START PASSAGE

In his resignation letter, Kent baselessly claimed Israel tricked President Trump into war with Iran and said U.S. operations in Syria were also 'manufactured by Israel'

AP Photo/Jenny Kane

Former congressional candidate and counterterrorism official Joe Kent speaks during a debate at KATU studios on Monday, Oct. 7, 2024, in Portland, Ore.

Joe Kent, director of the National Counterterrorism Center, resigned from his role on Tuesday over opposition to the war in Iran, baselessly alleging that Israel had coerced the United States into what he characterized as a misguided military conflict.

In a letter to President Donald Trump shared on social media, Kent, a former Green Beret who had reported to Director of National Intelligence Tulsi Gabbard, wrote that he “cannot in good conscience support the ongoing war in Iran,” claiming that the Islamic Republic “posed no imminent threat to our nation, and it is clear that we started this war due to pressure from Israel and its powerful American lobby.”

Kent, a hard-right former congressional candidate in Washington State who has pushed an isolationist foreign policy vision, has previously drawn scrutiny for promoting conspiracy theories, echoing pro-Russia messaging and associating with white supremacists and neo-Nazis, among other controversies.

During a failed House bid in 2022, Kent also said that accepting donations from pro-Israel lobbying groups like AIPAC puts Israel’s “interests ahead of ours” — invoking an antisemitic trope about foreign influence over American politics that is increasingly common on the far right.

END PASSAGE
START PROVIDED RECORDS

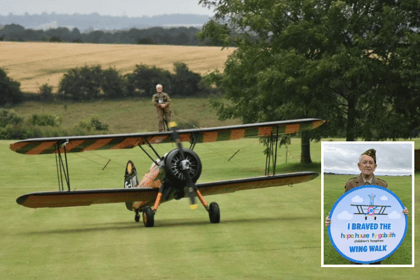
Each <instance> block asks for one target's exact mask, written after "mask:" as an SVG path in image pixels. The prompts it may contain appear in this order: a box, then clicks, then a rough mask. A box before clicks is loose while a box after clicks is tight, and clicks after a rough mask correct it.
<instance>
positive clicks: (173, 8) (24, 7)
mask: <svg viewBox="0 0 420 280" xmlns="http://www.w3.org/2000/svg"><path fill="white" fill-rule="evenodd" d="M0 6H1V7H2V9H1V11H0V15H2V16H7V15H9V14H11V13H12V14H13V15H25V13H27V14H30V15H34V14H35V15H39V14H41V15H42V14H43V13H47V14H52V13H55V14H69V15H72V14H81V15H90V14H93V13H97V14H99V15H101V16H113V17H129V18H136V17H143V16H149V17H152V16H158V15H170V14H194V15H207V16H213V15H214V11H212V10H210V9H208V8H206V7H203V6H202V5H199V0H159V1H138V0H123V1H120V0H106V1H103V0H90V1H85V0H74V1H71V2H70V1H64V0H55V1H48V0H47V1H45V0H21V1H15V0H0Z"/></svg>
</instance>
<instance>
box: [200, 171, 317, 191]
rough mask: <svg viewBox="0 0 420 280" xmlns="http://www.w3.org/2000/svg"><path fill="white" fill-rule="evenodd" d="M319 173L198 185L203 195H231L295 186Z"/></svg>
mask: <svg viewBox="0 0 420 280" xmlns="http://www.w3.org/2000/svg"><path fill="white" fill-rule="evenodd" d="M317 176H318V173H315V172H310V171H305V172H295V173H285V174H279V175H274V176H262V177H253V178H247V179H236V180H227V181H219V182H211V183H203V184H197V188H198V189H199V190H200V192H201V193H202V194H203V195H212V194H222V193H231V192H236V191H242V190H251V189H261V188H269V187H278V186H285V185H294V184H299V183H303V182H307V181H310V180H313V179H315V178H316V177H317Z"/></svg>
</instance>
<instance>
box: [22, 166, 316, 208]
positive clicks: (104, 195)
mask: <svg viewBox="0 0 420 280" xmlns="http://www.w3.org/2000/svg"><path fill="white" fill-rule="evenodd" d="M317 176H318V174H317V173H315V172H296V173H286V174H280V175H274V176H263V177H253V178H247V179H236V180H227V181H219V182H211V183H202V184H197V188H198V189H199V190H200V191H201V192H202V193H203V194H205V195H211V194H222V193H231V192H235V191H240V190H249V189H259V188H267V187H275V186H283V185H292V184H297V183H302V182H306V181H310V180H312V179H314V178H316V177H317ZM157 194H158V189H153V188H132V189H103V190H81V191H58V192H36V193H30V194H26V195H23V196H21V197H19V198H18V199H17V200H16V201H17V203H18V204H20V205H23V206H26V207H30V208H46V207H49V208H53V207H70V206H89V205H92V204H99V203H117V202H133V201H148V202H149V201H154V200H155V199H156V196H157Z"/></svg>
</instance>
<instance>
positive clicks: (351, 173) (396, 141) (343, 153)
mask: <svg viewBox="0 0 420 280" xmlns="http://www.w3.org/2000/svg"><path fill="white" fill-rule="evenodd" d="M372 148H373V149H375V150H376V163H377V168H376V170H375V172H374V175H375V176H377V177H379V178H381V176H411V190H412V192H411V209H408V210H409V216H408V219H411V227H410V229H409V230H410V231H411V246H412V248H411V253H412V255H411V264H381V265H351V264H350V262H349V264H324V253H325V251H324V242H325V241H328V240H324V235H325V233H326V232H328V230H327V227H326V226H325V217H326V216H327V215H328V211H327V210H325V211H324V192H325V186H324V180H325V176H324V175H325V174H336V175H348V179H350V178H352V177H355V176H358V175H359V174H360V170H359V169H358V166H357V163H358V161H359V157H360V155H361V154H362V153H363V152H365V151H367V150H368V149H372ZM414 168H415V159H414V142H413V141H393V142H343V141H321V267H414V263H415V262H414V236H415V234H414V228H415V224H414V222H415V217H414V215H415V209H414V207H415V202H414V198H415V194H414V175H415V173H414ZM348 179H347V180H348ZM345 183H346V181H343V182H342V183H340V185H338V186H336V188H337V189H335V191H336V192H337V191H338V190H340V192H338V193H339V196H338V197H337V200H338V199H339V197H340V196H341V195H342V194H344V191H345V189H344V185H345ZM389 189H390V190H391V191H393V189H392V186H391V187H390V188H389ZM327 191H328V190H327ZM407 233H408V232H407ZM327 238H328V234H327ZM406 238H407V236H406Z"/></svg>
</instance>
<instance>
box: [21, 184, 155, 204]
mask: <svg viewBox="0 0 420 280" xmlns="http://www.w3.org/2000/svg"><path fill="white" fill-rule="evenodd" d="M158 192H159V190H158V189H152V188H132V189H102V190H82V191H70V192H67V191H59V192H36V193H30V194H25V195H22V196H21V197H19V198H18V199H17V200H16V202H17V203H18V204H20V205H23V206H25V207H30V208H54V207H70V206H89V205H92V204H100V203H117V202H133V201H143V202H149V201H154V200H155V199H156V196H157V193H158Z"/></svg>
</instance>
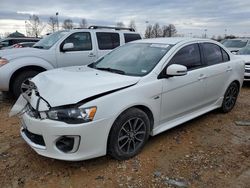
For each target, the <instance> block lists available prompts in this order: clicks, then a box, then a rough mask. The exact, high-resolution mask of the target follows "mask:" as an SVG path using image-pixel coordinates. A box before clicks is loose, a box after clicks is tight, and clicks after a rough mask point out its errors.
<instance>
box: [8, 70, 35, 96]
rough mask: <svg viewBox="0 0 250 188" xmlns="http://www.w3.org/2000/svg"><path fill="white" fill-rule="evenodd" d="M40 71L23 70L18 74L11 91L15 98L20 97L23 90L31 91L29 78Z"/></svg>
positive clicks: (31, 70)
mask: <svg viewBox="0 0 250 188" xmlns="http://www.w3.org/2000/svg"><path fill="white" fill-rule="evenodd" d="M39 73H40V72H38V71H33V70H28V71H24V72H21V73H20V74H18V75H17V76H16V78H15V79H14V81H13V83H12V86H11V91H12V93H13V95H14V97H15V98H18V97H19V96H20V94H21V93H22V92H28V91H29V87H30V86H29V85H28V80H29V79H31V78H33V77H34V76H36V75H37V74H39Z"/></svg>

END PROVIDED RECORDS

Answer these questions from the passage on Joe Kent's resignation.
1. To whom did Kent report?
2. In what year did Kent make a failed House bid?
3. At which studios did the debate shown in the photo caption take place?
The items have no role in what follows.

1. Director of National Intelligence Tulsi Gabbard
2. 2022
3. KATU studios in Portland, Ore.